▸ Problem description: Reproduce verbatim every line of the data from the line containing "225L407 234V248L393 263L397" through the line containing "positive clicks: (378, 226)", including both of those lines.

▸ Data provided:
........
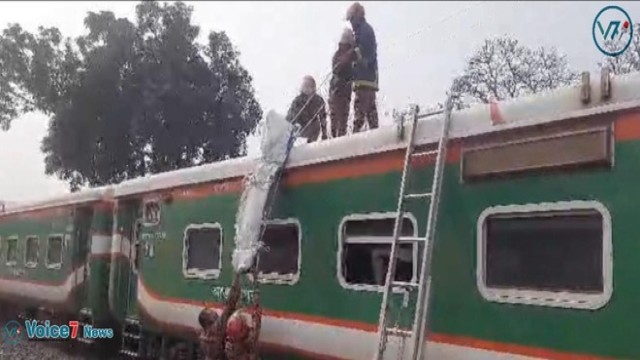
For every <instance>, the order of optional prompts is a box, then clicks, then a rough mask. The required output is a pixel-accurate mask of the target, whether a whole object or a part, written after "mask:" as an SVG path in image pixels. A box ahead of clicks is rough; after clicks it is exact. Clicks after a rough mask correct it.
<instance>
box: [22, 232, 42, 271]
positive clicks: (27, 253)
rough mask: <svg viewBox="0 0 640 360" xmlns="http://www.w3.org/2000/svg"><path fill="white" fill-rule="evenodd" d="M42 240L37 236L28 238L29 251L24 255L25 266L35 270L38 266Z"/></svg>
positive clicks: (25, 252)
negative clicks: (31, 268)
mask: <svg viewBox="0 0 640 360" xmlns="http://www.w3.org/2000/svg"><path fill="white" fill-rule="evenodd" d="M39 251H40V239H39V238H38V237H37V236H27V250H26V251H25V253H24V266H25V267H28V268H34V267H36V266H38V255H39Z"/></svg>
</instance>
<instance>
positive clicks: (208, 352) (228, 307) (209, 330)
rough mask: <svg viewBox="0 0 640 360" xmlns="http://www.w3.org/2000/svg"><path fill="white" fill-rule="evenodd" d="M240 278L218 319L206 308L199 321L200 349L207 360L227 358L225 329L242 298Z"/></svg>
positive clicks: (216, 317)
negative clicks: (203, 354) (241, 296)
mask: <svg viewBox="0 0 640 360" xmlns="http://www.w3.org/2000/svg"><path fill="white" fill-rule="evenodd" d="M241 290H242V289H241V288H240V277H239V276H238V275H236V276H235V278H234V280H233V285H231V291H230V292H229V297H228V298H227V302H226V304H225V306H224V309H223V311H222V314H221V315H220V316H219V317H218V316H217V315H216V313H215V311H214V310H213V309H208V308H205V309H204V310H202V312H200V316H199V317H198V320H199V322H200V326H201V327H202V330H201V331H200V336H199V340H200V348H201V349H202V352H203V353H204V355H205V359H206V360H220V359H224V356H225V349H224V347H225V346H224V345H225V329H226V326H227V321H228V319H229V317H230V316H231V315H232V314H233V313H234V312H235V310H236V307H237V305H238V301H239V300H240V296H241V294H242V293H241Z"/></svg>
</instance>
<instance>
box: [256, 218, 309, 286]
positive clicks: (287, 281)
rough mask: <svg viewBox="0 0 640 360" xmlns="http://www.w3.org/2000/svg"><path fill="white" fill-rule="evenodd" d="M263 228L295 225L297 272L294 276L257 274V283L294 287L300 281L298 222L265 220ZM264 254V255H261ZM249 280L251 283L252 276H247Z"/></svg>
mask: <svg viewBox="0 0 640 360" xmlns="http://www.w3.org/2000/svg"><path fill="white" fill-rule="evenodd" d="M264 225H265V226H268V225H295V226H296V227H297V228H298V271H297V272H296V273H295V274H288V275H281V274H274V273H269V274H265V273H263V272H259V273H258V283H261V284H274V285H295V284H297V283H298V281H299V280H300V273H301V272H302V225H301V224H300V220H298V219H296V218H286V219H270V220H265V222H264ZM263 254H265V253H263ZM247 275H248V277H249V279H250V280H252V281H253V274H247Z"/></svg>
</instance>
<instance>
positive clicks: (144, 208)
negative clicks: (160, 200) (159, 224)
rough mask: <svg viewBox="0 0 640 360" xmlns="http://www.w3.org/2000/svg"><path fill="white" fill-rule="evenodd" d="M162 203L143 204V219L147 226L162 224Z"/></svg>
mask: <svg viewBox="0 0 640 360" xmlns="http://www.w3.org/2000/svg"><path fill="white" fill-rule="evenodd" d="M160 210H161V206H160V201H159V200H147V201H145V202H144V203H143V204H142V219H143V222H144V225H145V226H153V225H158V224H159V223H160Z"/></svg>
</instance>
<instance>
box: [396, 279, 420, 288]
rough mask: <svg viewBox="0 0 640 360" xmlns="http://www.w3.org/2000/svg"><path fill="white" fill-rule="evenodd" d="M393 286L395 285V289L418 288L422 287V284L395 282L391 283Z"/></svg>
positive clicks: (407, 281) (405, 282)
mask: <svg viewBox="0 0 640 360" xmlns="http://www.w3.org/2000/svg"><path fill="white" fill-rule="evenodd" d="M391 285H393V287H400V288H417V287H418V286H420V284H418V283H414V282H410V281H394V282H392V283H391Z"/></svg>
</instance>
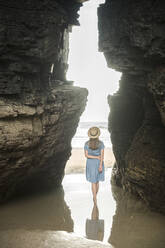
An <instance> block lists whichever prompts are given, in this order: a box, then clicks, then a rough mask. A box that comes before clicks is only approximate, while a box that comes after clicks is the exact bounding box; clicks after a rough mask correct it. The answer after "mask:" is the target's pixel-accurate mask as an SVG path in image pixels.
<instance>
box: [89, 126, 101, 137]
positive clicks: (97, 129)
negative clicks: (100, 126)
mask: <svg viewBox="0 0 165 248" xmlns="http://www.w3.org/2000/svg"><path fill="white" fill-rule="evenodd" d="M88 136H89V138H91V139H96V138H98V137H99V136H100V129H99V128H98V127H91V128H90V129H89V130H88Z"/></svg>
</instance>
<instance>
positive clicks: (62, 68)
mask: <svg viewBox="0 0 165 248" xmlns="http://www.w3.org/2000/svg"><path fill="white" fill-rule="evenodd" d="M80 2H83V1H79V2H78V1H76V0H68V1H67V2H66V1H64V0H56V1H54V0H43V1H40V0H29V1H24V0H17V1H5V0H1V1H0V53H1V56H0V65H1V66H0V201H4V200H5V199H7V198H8V197H9V196H10V195H11V194H12V193H13V192H14V191H17V190H19V189H22V188H23V185H26V186H28V187H32V188H33V189H34V188H36V187H38V188H40V187H41V186H42V185H46V186H47V187H48V186H56V185H59V184H60V183H61V180H62V178H63V174H64V167H65V163H66V161H67V160H68V158H69V156H70V151H71V146H70V143H71V139H72V137H73V135H74V133H75V131H76V127H77V125H78V121H79V117H80V115H81V113H82V112H83V110H84V108H85V104H86V97H87V90H86V89H81V88H78V87H74V86H72V85H71V84H70V83H69V82H67V81H66V71H67V67H68V64H67V57H68V34H69V30H70V28H71V25H77V24H78V21H77V17H78V14H77V11H78V9H79V8H80V6H81V3H80Z"/></svg>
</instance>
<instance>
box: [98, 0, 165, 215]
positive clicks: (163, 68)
mask: <svg viewBox="0 0 165 248" xmlns="http://www.w3.org/2000/svg"><path fill="white" fill-rule="evenodd" d="M164 13H165V2H164V1H163V0H160V1H152V0H148V1H144V0H138V1H135V0H134V1H133V0H126V1H122V0H107V1H106V3H105V4H103V5H101V6H100V8H99V10H98V16H99V46H100V50H101V51H102V52H104V55H105V57H106V60H107V63H108V66H109V67H112V68H114V69H116V70H118V71H121V72H122V73H123V75H122V78H121V81H120V89H119V91H118V92H117V93H116V94H115V95H113V96H109V98H108V101H109V104H110V109H111V113H110V116H109V130H110V132H111V138H112V143H113V150H114V154H115V157H116V165H115V168H114V178H115V180H116V182H117V184H118V185H121V186H122V187H123V188H124V189H126V190H128V191H130V192H133V193H134V194H136V195H137V196H140V198H142V199H143V201H144V202H145V203H147V204H148V205H149V206H150V207H151V208H153V209H156V210H157V211H160V212H163V213H165V190H164V185H165V67H164V63H165V45H164V44H165V15H164Z"/></svg>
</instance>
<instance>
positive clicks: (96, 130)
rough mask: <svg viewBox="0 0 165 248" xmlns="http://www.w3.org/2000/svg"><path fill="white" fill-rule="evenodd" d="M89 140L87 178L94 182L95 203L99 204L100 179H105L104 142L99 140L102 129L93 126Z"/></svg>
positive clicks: (90, 180)
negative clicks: (99, 136)
mask: <svg viewBox="0 0 165 248" xmlns="http://www.w3.org/2000/svg"><path fill="white" fill-rule="evenodd" d="M88 136H89V138H90V139H89V140H88V141H87V142H86V143H85V146H84V151H85V157H86V158H87V162H86V179H87V181H89V182H91V183H92V194H93V201H94V204H97V199H96V197H97V193H98V190H99V181H104V161H103V160H104V143H103V142H102V141H100V140H99V136H100V129H99V128H98V127H91V128H90V129H89V130H88Z"/></svg>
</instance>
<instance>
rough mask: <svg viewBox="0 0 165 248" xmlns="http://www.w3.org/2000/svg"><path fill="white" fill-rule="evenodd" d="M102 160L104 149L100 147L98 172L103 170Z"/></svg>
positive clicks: (102, 160)
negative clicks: (98, 166)
mask: <svg viewBox="0 0 165 248" xmlns="http://www.w3.org/2000/svg"><path fill="white" fill-rule="evenodd" d="M103 160H104V149H101V155H100V165H99V172H102V170H103Z"/></svg>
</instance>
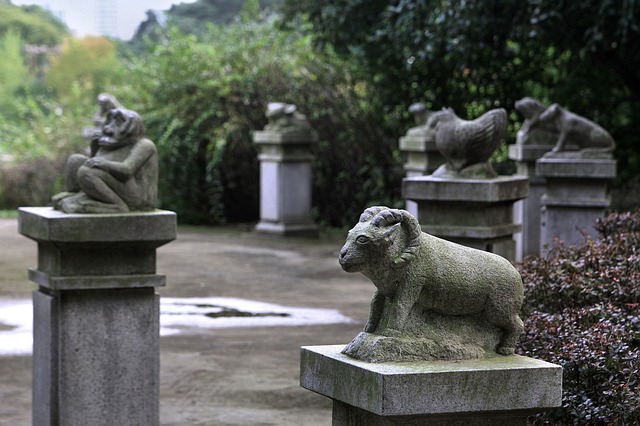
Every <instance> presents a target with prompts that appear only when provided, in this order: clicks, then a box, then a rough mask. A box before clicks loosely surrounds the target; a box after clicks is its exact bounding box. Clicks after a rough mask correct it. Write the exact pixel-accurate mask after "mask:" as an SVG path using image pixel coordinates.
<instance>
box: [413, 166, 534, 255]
mask: <svg viewBox="0 0 640 426" xmlns="http://www.w3.org/2000/svg"><path fill="white" fill-rule="evenodd" d="M528 189H529V184H528V179H527V178H526V177H524V176H500V177H497V178H495V179H454V178H438V177H433V176H421V177H413V178H405V179H404V181H403V186H402V193H403V197H404V198H405V199H408V200H412V201H415V202H416V203H417V204H418V221H419V222H420V225H421V226H422V230H423V231H424V232H427V233H429V234H431V235H435V236H437V237H440V238H444V239H446V240H449V241H453V242H456V243H459V244H462V245H465V246H468V247H473V248H476V249H480V250H485V251H489V252H491V253H496V254H499V255H500V256H503V257H505V258H507V259H509V260H511V261H514V260H515V242H514V241H513V234H514V233H516V232H518V231H519V230H520V229H521V227H520V225H519V224H515V223H513V203H514V202H515V201H517V200H520V199H522V198H524V197H526V196H527V193H528Z"/></svg>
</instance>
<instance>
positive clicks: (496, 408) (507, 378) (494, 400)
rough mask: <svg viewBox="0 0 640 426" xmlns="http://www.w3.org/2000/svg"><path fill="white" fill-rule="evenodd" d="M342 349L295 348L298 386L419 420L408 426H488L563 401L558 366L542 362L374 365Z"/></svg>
mask: <svg viewBox="0 0 640 426" xmlns="http://www.w3.org/2000/svg"><path fill="white" fill-rule="evenodd" d="M342 349H343V346H342V345H331V346H307V347H303V348H301V362H300V364H301V367H300V385H301V386H302V387H304V388H306V389H309V390H311V391H314V392H317V393H319V394H321V395H324V396H326V397H329V398H332V399H333V400H334V401H335V402H337V403H338V404H340V403H344V404H347V405H348V406H349V407H353V408H356V409H361V410H364V411H366V412H368V413H371V414H373V415H374V416H379V417H382V418H384V419H392V420H393V421H396V422H397V424H400V423H401V422H400V421H399V420H402V419H407V418H411V416H414V417H413V418H414V419H415V418H416V417H418V418H420V419H422V421H423V422H424V423H409V424H431V423H426V422H427V420H438V419H442V417H450V418H453V419H455V418H456V417H457V418H458V419H460V417H462V418H463V419H464V418H466V419H467V420H469V419H471V420H473V419H474V418H482V417H483V416H487V417H488V416H493V417H492V418H493V422H491V421H488V422H486V423H480V424H487V425H489V424H496V423H495V422H496V421H499V419H500V417H501V416H507V417H525V418H526V416H527V415H528V414H530V413H531V412H533V411H542V410H544V409H547V408H551V407H557V406H559V405H560V404H561V401H562V368H561V367H560V366H558V365H554V364H550V363H547V362H544V361H539V360H535V359H531V358H526V357H521V356H517V355H511V356H507V357H501V356H495V357H490V358H483V359H479V360H467V361H458V362H444V361H420V362H401V363H395V362H389V363H379V364H372V363H366V362H362V361H358V360H355V359H353V358H351V357H349V356H346V355H344V354H343V353H342ZM334 414H335V410H334ZM496 418H498V420H496ZM336 424H370V423H335V417H334V425H336ZM372 424H386V423H372ZM389 424H396V423H389ZM445 424H453V423H445ZM471 424H474V423H471ZM497 424H501V423H497ZM507 424H508V423H507Z"/></svg>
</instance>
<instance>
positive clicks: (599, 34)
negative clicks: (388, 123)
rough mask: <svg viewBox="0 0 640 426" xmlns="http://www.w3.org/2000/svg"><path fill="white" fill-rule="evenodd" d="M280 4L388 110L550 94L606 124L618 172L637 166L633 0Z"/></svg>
mask: <svg viewBox="0 0 640 426" xmlns="http://www.w3.org/2000/svg"><path fill="white" fill-rule="evenodd" d="M284 13H285V19H284V20H283V23H284V26H286V24H288V23H290V22H294V21H295V20H296V19H297V18H300V17H304V18H306V19H308V20H309V21H310V22H311V24H312V28H313V34H314V36H315V37H316V40H317V41H318V44H319V45H321V46H322V45H330V46H332V47H333V48H334V49H336V51H337V52H338V53H340V54H342V55H344V56H345V57H349V58H351V59H352V60H354V61H357V62H358V63H359V64H360V65H361V66H362V69H361V71H362V73H363V74H362V75H363V76H364V77H367V76H368V79H369V80H368V81H370V82H371V83H372V84H373V85H374V87H375V88H376V91H377V93H378V95H379V96H380V97H381V99H382V100H383V101H384V102H385V103H386V104H387V105H389V106H390V107H391V108H394V107H396V108H397V107H404V108H406V105H408V104H410V103H411V102H414V101H426V103H427V104H428V105H429V106H431V107H432V108H434V109H439V108H441V107H443V106H451V107H453V108H454V109H455V110H456V111H457V112H458V113H459V114H460V115H462V116H464V115H466V114H467V113H469V115H474V116H475V115H477V114H478V113H479V112H482V111H483V110H485V109H487V108H492V107H495V106H503V107H505V108H507V109H508V110H513V103H514V101H515V100H517V99H520V98H522V97H524V96H532V97H535V98H538V99H540V100H541V101H543V102H547V103H549V102H557V103H560V104H561V105H563V106H565V107H567V108H568V109H570V110H572V111H573V112H575V113H578V114H580V115H583V116H585V117H588V118H590V119H592V120H594V121H596V122H598V123H600V124H601V125H603V126H604V127H605V128H606V129H608V130H609V131H610V132H611V133H612V135H613V136H614V139H615V140H616V142H617V145H618V146H617V151H616V153H617V158H618V161H619V170H620V175H621V177H622V179H623V180H627V179H630V178H631V177H632V176H636V175H638V170H640V154H639V152H640V151H638V148H637V147H638V141H637V138H636V136H635V135H637V134H638V133H639V132H640V121H638V120H637V119H636V117H635V114H636V111H638V110H639V109H640V50H638V49H637V46H638V44H639V43H640V26H639V25H638V22H640V4H639V3H638V2H637V1H635V0H624V1H621V2H612V1H610V0H581V1H556V0H535V1H534V0H529V1H526V2H523V1H522V0H479V1H468V0H428V1H415V0H372V1H370V0H366V1H365V0H345V1H342V2H318V1H314V0H285V8H284ZM559 28H561V29H562V31H559V30H558V29H559ZM511 119H512V120H521V118H519V117H517V115H516V114H512V115H511ZM513 136H514V133H513V132H512V133H511V137H513Z"/></svg>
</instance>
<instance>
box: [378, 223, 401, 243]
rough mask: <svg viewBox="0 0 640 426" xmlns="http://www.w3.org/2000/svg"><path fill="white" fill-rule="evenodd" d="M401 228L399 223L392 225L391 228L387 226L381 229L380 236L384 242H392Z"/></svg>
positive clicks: (389, 226)
mask: <svg viewBox="0 0 640 426" xmlns="http://www.w3.org/2000/svg"><path fill="white" fill-rule="evenodd" d="M401 227H402V224H400V223H396V224H393V225H391V226H387V227H385V228H382V229H381V231H382V236H383V237H384V239H386V240H389V241H391V240H393V239H394V238H396V236H397V235H398V232H399V231H400V228H401Z"/></svg>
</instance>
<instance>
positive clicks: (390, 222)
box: [371, 209, 422, 266]
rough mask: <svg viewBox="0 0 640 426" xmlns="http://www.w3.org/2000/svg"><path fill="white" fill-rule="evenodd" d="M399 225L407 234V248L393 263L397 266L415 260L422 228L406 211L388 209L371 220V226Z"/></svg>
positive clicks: (378, 226)
mask: <svg viewBox="0 0 640 426" xmlns="http://www.w3.org/2000/svg"><path fill="white" fill-rule="evenodd" d="M396 223H400V224H401V225H402V227H403V228H404V229H405V231H406V232H407V246H406V247H405V249H404V251H403V252H402V254H401V255H400V257H398V258H397V259H396V260H395V261H394V262H395V264H396V265H397V266H400V265H402V264H403V263H406V262H411V261H412V260H414V259H415V258H416V253H417V251H418V248H419V247H420V236H421V235H422V228H421V227H420V223H418V220H417V219H416V218H415V217H413V215H412V214H411V213H409V212H408V211H406V210H400V209H389V210H382V211H380V212H379V213H378V214H377V215H376V216H375V217H374V218H373V219H371V224H372V225H373V226H378V227H380V226H390V225H394V224H396Z"/></svg>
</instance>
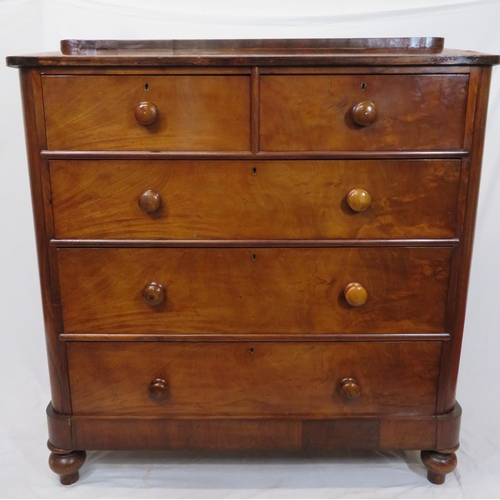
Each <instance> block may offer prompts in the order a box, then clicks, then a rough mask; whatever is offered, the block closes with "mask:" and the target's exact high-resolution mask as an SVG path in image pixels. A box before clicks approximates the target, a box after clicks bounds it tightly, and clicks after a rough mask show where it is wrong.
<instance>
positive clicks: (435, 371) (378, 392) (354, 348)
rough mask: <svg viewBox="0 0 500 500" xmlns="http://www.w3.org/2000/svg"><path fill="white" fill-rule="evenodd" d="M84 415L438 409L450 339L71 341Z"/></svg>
mask: <svg viewBox="0 0 500 500" xmlns="http://www.w3.org/2000/svg"><path fill="white" fill-rule="evenodd" d="M67 351H68V362H69V373H70V384H71V399H72V405H73V414H74V415H115V416H119V415H129V416H130V415H137V416H139V415H146V416H147V415H151V416H167V417H170V416H171V417H200V416H217V417H224V416H227V417H231V416H237V417H259V416H271V415H272V416H295V417H310V418H311V417H312V418H327V417H331V416H335V415H376V414H397V413H405V414H409V415H432V414H434V413H435V405H436V395H437V385H438V374H439V358H440V353H441V342H438V341H434V342H281V343H278V342H192V343H191V342H158V343H154V342H68V343H67Z"/></svg>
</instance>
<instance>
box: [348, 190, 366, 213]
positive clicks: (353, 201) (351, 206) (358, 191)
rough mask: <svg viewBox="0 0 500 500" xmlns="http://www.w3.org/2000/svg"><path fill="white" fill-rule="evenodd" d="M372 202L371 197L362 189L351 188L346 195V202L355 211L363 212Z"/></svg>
mask: <svg viewBox="0 0 500 500" xmlns="http://www.w3.org/2000/svg"><path fill="white" fill-rule="evenodd" d="M371 203H372V197H371V196H370V193H369V192H368V191H365V190H364V189H358V188H356V189H353V190H352V191H351V192H350V193H349V194H348V195H347V204H348V205H349V206H350V207H351V209H352V210H354V211H355V212H363V211H365V210H366V209H367V208H369V207H370V205H371Z"/></svg>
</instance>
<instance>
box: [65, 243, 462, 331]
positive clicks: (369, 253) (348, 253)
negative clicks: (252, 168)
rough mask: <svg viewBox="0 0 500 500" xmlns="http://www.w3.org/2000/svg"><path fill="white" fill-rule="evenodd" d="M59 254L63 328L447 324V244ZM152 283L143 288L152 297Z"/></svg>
mask: <svg viewBox="0 0 500 500" xmlns="http://www.w3.org/2000/svg"><path fill="white" fill-rule="evenodd" d="M57 253H58V262H59V275H60V285H61V295H62V305H63V319H64V330H65V332H67V333H110V334H113V333H193V334H198V333H201V334H209V333H223V334H231V333H236V334H237V333H257V334H266V333H267V334H269V333H283V334H287V333H301V334H314V333H317V334H320V333H344V332H346V333H411V332H417V333H439V332H444V331H445V330H444V328H445V309H446V302H447V296H448V279H449V274H450V259H451V253H452V249H451V248H296V249H293V248H257V249H246V248H233V249H231V248H226V249H218V248H212V249H210V248H192V249H183V248H180V249H178V248H156V249H155V248H135V249H134V248H132V249H130V248H108V249H92V248H89V249H83V248H80V249H78V248H76V249H70V248H68V249H59V250H58V251H57ZM351 282H359V283H361V285H362V286H363V287H364V288H365V289H366V291H367V293H368V299H367V300H366V302H365V303H364V304H363V305H360V306H357V307H353V306H351V305H349V304H348V303H347V302H346V299H345V297H344V289H345V287H346V285H348V284H350V283H351ZM150 283H156V284H160V285H162V287H163V289H164V291H165V294H164V295H165V297H164V300H163V301H162V302H161V303H159V304H158V305H156V306H149V305H147V304H146V303H145V301H144V299H143V290H144V289H145V287H146V286H147V285H148V284H150ZM153 288H154V286H153ZM154 290H156V292H155V291H154ZM154 290H149V292H148V296H150V294H152V295H153V298H154V297H156V298H157V299H160V298H161V296H162V294H161V293H160V292H159V291H158V290H157V289H156V288H154Z"/></svg>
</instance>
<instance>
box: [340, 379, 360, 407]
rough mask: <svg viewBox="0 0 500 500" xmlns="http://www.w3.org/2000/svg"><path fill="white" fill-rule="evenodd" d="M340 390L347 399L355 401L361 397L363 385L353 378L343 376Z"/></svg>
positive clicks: (344, 397) (346, 399)
mask: <svg viewBox="0 0 500 500" xmlns="http://www.w3.org/2000/svg"><path fill="white" fill-rule="evenodd" d="M339 392H340V395H341V396H342V397H343V398H344V399H346V400H347V401H354V400H356V399H358V398H359V396H360V394H361V387H359V385H358V383H357V382H356V380H354V379H353V378H343V379H342V380H341V381H340V383H339Z"/></svg>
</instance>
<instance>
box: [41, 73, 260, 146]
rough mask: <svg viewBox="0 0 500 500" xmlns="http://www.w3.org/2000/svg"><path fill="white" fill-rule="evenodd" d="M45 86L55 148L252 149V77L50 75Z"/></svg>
mask: <svg viewBox="0 0 500 500" xmlns="http://www.w3.org/2000/svg"><path fill="white" fill-rule="evenodd" d="M42 89H43V101H44V107H45V115H46V128H47V143H48V148H49V149H62V150H85V151H86V150H123V151H130V150H152V151H159V150H192V151H200V150H201V151H204V150H223V151H228V150H229V151H232V150H234V151H248V150H249V149H250V78H249V77H248V76H222V75H219V76H215V75H213V76H207V75H205V76H193V75H191V76H153V75H147V76H102V75H101V76H85V77H82V76H44V77H43V78H42ZM141 103H148V105H147V106H149V109H146V108H144V107H143V108H141V109H139V110H138V109H137V108H138V106H139V105H141ZM152 105H154V106H155V107H156V113H157V114H156V119H155V116H153V113H152V111H151V107H152ZM141 110H142V111H141ZM141 112H143V113H144V116H142V117H141V114H140V113H141ZM136 113H138V115H139V117H140V118H141V119H142V120H143V121H144V119H146V120H148V119H154V123H151V124H150V125H147V124H146V125H144V124H141V123H139V122H138V120H137V118H136Z"/></svg>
........
▸ Written solution:
rough mask: <svg viewBox="0 0 640 426" xmlns="http://www.w3.org/2000/svg"><path fill="white" fill-rule="evenodd" d="M399 225L407 234V248L393 263L397 266L415 260L422 228L406 211L388 209L371 220V226Z"/></svg>
positive clicks: (378, 226)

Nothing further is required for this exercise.